> Source information:
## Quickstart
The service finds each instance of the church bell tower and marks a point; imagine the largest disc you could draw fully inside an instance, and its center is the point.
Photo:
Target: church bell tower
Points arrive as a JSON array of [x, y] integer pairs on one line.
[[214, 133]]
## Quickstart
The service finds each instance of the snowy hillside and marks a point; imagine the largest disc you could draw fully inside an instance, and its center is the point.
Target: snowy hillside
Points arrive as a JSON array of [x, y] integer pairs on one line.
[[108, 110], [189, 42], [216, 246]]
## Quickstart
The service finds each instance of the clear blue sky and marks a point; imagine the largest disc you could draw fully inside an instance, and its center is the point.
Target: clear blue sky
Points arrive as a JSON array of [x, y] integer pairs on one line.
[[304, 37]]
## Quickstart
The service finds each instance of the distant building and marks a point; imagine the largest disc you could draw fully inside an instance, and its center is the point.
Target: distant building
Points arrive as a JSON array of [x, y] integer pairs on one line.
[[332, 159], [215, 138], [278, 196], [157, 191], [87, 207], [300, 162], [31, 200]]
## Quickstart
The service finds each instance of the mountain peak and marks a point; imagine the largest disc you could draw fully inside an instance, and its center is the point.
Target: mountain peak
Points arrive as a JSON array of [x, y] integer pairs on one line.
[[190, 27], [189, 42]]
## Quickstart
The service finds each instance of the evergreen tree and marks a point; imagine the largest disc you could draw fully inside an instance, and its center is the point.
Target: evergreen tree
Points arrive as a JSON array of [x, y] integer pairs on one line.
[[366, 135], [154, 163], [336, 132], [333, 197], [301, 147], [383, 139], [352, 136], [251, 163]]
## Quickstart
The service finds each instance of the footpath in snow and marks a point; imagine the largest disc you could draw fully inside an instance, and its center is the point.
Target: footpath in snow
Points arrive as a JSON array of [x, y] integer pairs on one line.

> What is expected: Show every line from the entries above in which "blue" appears.

> Result:
The service finds each instance of the clear blue sky and marks a point; imagine the largest disc you could draw fully inside an instance, and its center is the point.
Target: clear blue sky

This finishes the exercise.